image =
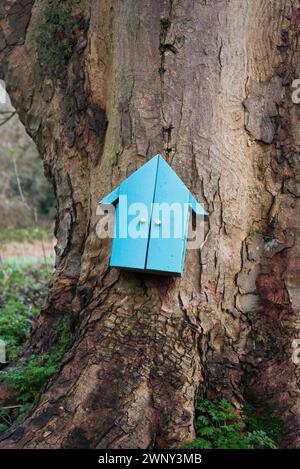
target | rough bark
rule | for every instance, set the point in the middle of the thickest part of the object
(208, 84)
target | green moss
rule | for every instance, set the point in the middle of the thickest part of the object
(29, 377)
(55, 39)
(218, 427)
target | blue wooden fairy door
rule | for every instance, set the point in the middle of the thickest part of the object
(152, 216)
• • • • •
Task goal
Print the lines above word for word, leaving out the pictures.

Answer to the exercise
image =
target | rough bark
rule | for every instance, set the point in the middle of the thickest part of the object
(208, 84)
target | green moss
rule | for every instance, set the point in the middle of the thickest part of the object
(29, 377)
(55, 39)
(218, 427)
target | blue wooden fairy door
rule | for every instance, set the point in the middle of the thickest part of the object
(152, 216)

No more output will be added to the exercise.